DOCUMENT SECTION –
The Pinhoti Trail: Part 7

Wednesday, May 15th, 2019

My legs are feeling it now. Over the past couple months I’ve been off hiking the flatness of the Florida Trail, or the distractingly scenic and moderately challenging Arizona Trail. I’ve forgotten how brutal the Appalachians are!

I rolled out early in the morning before Frisbee and Spacejam. Nature was calling me. So to those that don’t know, the dilemma of pooping to the side of the trail when said trail is switchback is, you think you’re far off trail but you’re not. I returned to where I came from only to realize that the trail did a nice little U-Turn around where I had done my business. I hoped that I didn’t burn out anyone’s retinas by the sight of my pale, white booty. Before knowing him, I had already scarred Spacejam for life on the Appalachian Trail (AT) back in 2017 when he stumbled by the exposed privy at Wesser Bald Shelter.

What’s done is done, so I hiked on until I got to the bridge the crossed over I-20 where I was meeting Frisbee. We hiked through a section of trail that had been carved by a tornado that struck the area on May 11th, 2008, over 11 years ago. That same section was one of the ones trail maintainer John Calhoun is in charge of.

We were lucky enough to meet John, who was just showing up to mow the stretch of trail that we were walking from. He has an impressive list of accomplishments in the outdoors. He’s a Triple Crowner, hiked the Colorado Trail, Arizona Trail, and the Pacific Northwest Trail, just to name a few. He’s even completed the International Appalachian Trail (IAT), and paddled the Yukon River. You can check out his many stories about how badass he is on his blog.

We would stop hiking for the day at mile 111.3, and walk to the main road to hitch into the town of Heflin, Alabama.

After about 10 minutes by the side of the road, we got picked up by a guy named Era (maybe it was Eric, but that’s what it sounded like he said both times I asked him). He was going to let us squeeze inside his tiny pickup truck, but we smelled bad and wanted to spare him. So we hopped in the bed and he drove us to McDonald’s. When he stopped in the parking lot, he mentioned that some of the locals, himself included, located an Indian burial ground in the area recently, and shared his interest in Native American culture with us. Then he said something I never thought I’d ever hear a redneck wearing overalls say.

“Well, I’m going to go get myself an Americano, so good luck to you two!”

After stuffing our faces, we returned to the road to hitch to the downtown area which was on the other side of town. A woman named Donna driving a Geo Tracker picked us up. She was familiar with the trail, and told us if we made it to her work at Shoals Creek, she’d make sure to feed us. It was a kind offer, but we had plans set for the evening.

On the Pinhoti Trail Facebook page, we were told by a very enthusiastic guy named Shane to make sure we stopped by Heflin’s City Hall, so we made sure to get there. We walked in and told the lady at the front desk that we were Pinhoti Trail hikers and she welcomed us to Heflin and had us sign the guestbook. Shane wasn’t there that day, but we’d meet Tanya Maloney, the Director of Economic Development, and she went out of her way to give us a tour of town.

DIRECTIONS – Can you return the part of the Pinhoti Trail entry from "We were lucky" up to and including "on his blog.", copied word for word?

PROVIDED DATA –
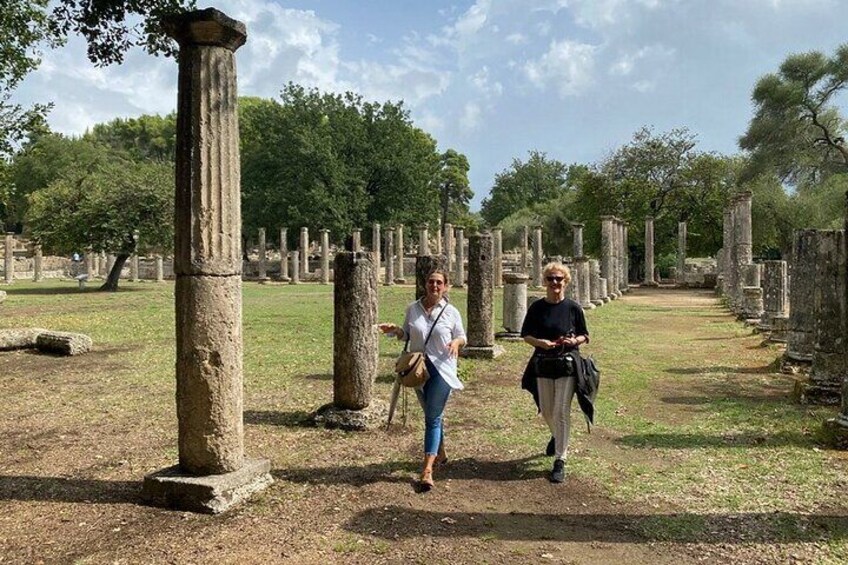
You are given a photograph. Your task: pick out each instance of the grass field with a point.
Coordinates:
(698, 453)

RESPONSE TO THIS TASK –
We were lucky enough to meet John, who was just showing up to mow the stretch of trail that we were walking from. He has an impressive list of accomplishments in the outdoors. He’s a Triple Crowner, hiked the Colorado Trail, Arizona Trail, and the Pacific Northwest Trail, just to name a few. He’s even completed the International Appalachian Trail (IAT), and paddled the Yukon River. You can check out his many stories about how badass he is on his blog.